INFORMATION SUPPLIED ::
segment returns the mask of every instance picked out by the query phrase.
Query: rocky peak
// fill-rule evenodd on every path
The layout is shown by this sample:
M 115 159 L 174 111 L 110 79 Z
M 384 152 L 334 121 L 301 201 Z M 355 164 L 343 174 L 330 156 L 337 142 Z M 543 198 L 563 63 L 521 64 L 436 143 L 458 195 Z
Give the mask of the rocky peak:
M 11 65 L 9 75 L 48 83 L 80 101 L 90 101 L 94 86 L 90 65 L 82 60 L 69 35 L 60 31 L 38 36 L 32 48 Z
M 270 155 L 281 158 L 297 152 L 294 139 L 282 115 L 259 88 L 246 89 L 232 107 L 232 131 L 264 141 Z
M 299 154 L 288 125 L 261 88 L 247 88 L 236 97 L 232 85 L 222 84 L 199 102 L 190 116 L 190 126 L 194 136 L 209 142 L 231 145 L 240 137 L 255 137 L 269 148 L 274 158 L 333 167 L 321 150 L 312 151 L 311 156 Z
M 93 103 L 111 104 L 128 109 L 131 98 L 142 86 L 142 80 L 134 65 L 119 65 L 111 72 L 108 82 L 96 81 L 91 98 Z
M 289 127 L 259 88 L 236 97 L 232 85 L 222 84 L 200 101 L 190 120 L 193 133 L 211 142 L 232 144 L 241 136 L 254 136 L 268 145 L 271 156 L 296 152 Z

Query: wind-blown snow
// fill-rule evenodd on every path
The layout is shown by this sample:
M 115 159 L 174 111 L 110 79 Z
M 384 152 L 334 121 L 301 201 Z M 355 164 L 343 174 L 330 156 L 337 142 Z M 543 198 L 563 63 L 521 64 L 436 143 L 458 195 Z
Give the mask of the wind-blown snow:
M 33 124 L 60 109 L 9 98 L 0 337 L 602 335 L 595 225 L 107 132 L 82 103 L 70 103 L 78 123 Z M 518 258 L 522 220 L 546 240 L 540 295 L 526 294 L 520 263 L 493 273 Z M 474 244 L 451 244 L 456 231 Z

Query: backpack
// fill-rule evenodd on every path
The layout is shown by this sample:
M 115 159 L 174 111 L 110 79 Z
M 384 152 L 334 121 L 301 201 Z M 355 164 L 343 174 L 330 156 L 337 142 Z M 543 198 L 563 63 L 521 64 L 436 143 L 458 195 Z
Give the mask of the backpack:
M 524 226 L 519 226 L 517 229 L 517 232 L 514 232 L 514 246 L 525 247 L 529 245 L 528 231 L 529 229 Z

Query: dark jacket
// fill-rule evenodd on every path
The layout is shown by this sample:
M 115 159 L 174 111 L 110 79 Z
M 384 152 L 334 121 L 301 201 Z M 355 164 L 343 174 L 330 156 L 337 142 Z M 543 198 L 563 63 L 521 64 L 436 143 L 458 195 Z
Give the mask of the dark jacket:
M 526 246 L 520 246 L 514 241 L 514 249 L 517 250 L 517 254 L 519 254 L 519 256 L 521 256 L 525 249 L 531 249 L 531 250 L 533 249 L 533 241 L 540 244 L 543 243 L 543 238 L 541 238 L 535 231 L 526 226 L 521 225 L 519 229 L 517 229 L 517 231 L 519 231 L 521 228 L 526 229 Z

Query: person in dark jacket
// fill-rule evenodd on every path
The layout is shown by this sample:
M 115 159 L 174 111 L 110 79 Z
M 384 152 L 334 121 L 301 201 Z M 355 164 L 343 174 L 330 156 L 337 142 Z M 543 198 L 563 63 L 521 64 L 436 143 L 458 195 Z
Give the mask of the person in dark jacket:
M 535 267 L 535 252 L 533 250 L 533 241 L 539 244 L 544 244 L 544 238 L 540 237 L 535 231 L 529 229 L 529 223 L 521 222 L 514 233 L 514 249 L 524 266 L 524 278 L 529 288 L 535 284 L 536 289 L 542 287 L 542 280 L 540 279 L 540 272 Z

WHAT IS NEEDED :: Please quote all of the material above verbatim, from the first line to the last.

RESULT ::
segment returns the mask of every instance picked out by the query phrase.
Query: rocky peak
// fill-rule evenodd on every path
The layout is shown by this sample:
M 115 159 L 174 111 L 110 79 Z
M 384 152 L 334 121 L 301 201 Z M 355 164 L 343 174 L 330 156 L 337 142 Z M 543 198 L 563 63 L 521 64 L 436 143 L 458 195 Z
Give the mask of the rocky peak:
M 11 65 L 9 75 L 48 83 L 80 101 L 90 101 L 94 86 L 90 65 L 82 60 L 69 35 L 60 31 L 38 36 L 32 48 Z
M 270 155 L 281 158 L 297 152 L 294 139 L 282 115 L 259 88 L 246 89 L 232 107 L 232 131 L 264 141 Z
M 299 154 L 288 125 L 261 88 L 247 88 L 236 97 L 232 85 L 222 84 L 199 102 L 190 116 L 190 126 L 194 136 L 209 142 L 231 145 L 240 137 L 255 137 L 269 148 L 274 158 L 333 167 L 321 150 L 312 151 L 311 156 Z
M 93 103 L 111 104 L 128 109 L 131 98 L 142 86 L 142 80 L 134 65 L 119 65 L 111 72 L 108 82 L 96 81 L 91 98 Z
M 289 127 L 259 88 L 236 97 L 232 85 L 222 84 L 200 101 L 190 120 L 193 133 L 211 142 L 232 144 L 241 136 L 254 136 L 268 145 L 271 156 L 296 152 Z

Query: wind-blown snow
// fill-rule evenodd on every path
The layout is shown by this sample:
M 115 159 L 174 111 L 110 79 Z
M 384 152 L 334 121 L 301 201 Z M 355 164 L 343 174 L 330 156 L 337 142 Z M 543 198 L 563 63 L 521 64 L 436 143 L 458 195 Z
Give the mask of the wind-blown snow:
M 33 124 L 60 109 L 9 98 L 0 337 L 602 335 L 595 225 L 107 132 L 82 103 L 70 103 L 78 123 Z M 518 258 L 522 220 L 546 240 L 540 295 L 526 294 L 520 263 L 493 273 Z M 474 244 L 451 244 L 456 231 Z

Query: backpack
// fill-rule evenodd on every path
The layout is shown by this sample:
M 115 159 L 174 111 L 110 79 Z
M 384 152 L 334 121 L 301 201 Z M 355 164 L 343 174 L 330 156 L 337 142 Z M 543 198 L 563 63 L 521 64 L 436 143 L 458 195 Z
Give the mask of the backpack:
M 524 226 L 519 226 L 517 229 L 517 232 L 514 232 L 514 246 L 525 247 L 529 245 L 528 231 L 529 229 Z

Query: dark jacket
// fill-rule evenodd on every path
The layout is shown by this sample:
M 115 159 L 174 111 L 110 79 Z
M 384 152 L 334 121 L 301 201 Z M 355 164 L 343 174 L 330 156 L 337 142 Z M 543 198 L 563 63 L 521 64 L 436 143 L 458 195 Z
Give the mask of the dark jacket:
M 526 246 L 520 246 L 514 241 L 514 249 L 517 250 L 517 254 L 519 254 L 519 256 L 521 256 L 525 249 L 531 249 L 531 250 L 533 249 L 533 241 L 540 244 L 543 243 L 543 238 L 541 238 L 535 231 L 526 226 L 521 225 L 519 229 L 517 229 L 517 231 L 519 231 L 521 228 L 526 229 Z

Query: person in dark jacket
// fill-rule evenodd on every path
The layout is shown by this sample:
M 115 159 L 174 111 L 110 79 Z
M 384 152 L 334 121 L 301 201 Z M 355 164 L 343 174 L 330 156 L 337 142 Z M 543 198 L 563 63 L 521 64 L 436 143 L 458 195 Z
Give the mask of the person in dark jacket:
M 535 267 L 535 252 L 533 250 L 533 241 L 539 244 L 544 244 L 544 238 L 540 237 L 535 231 L 529 229 L 529 223 L 521 222 L 514 233 L 514 249 L 524 266 L 524 278 L 529 288 L 535 284 L 536 289 L 542 287 L 542 280 L 540 279 L 540 272 Z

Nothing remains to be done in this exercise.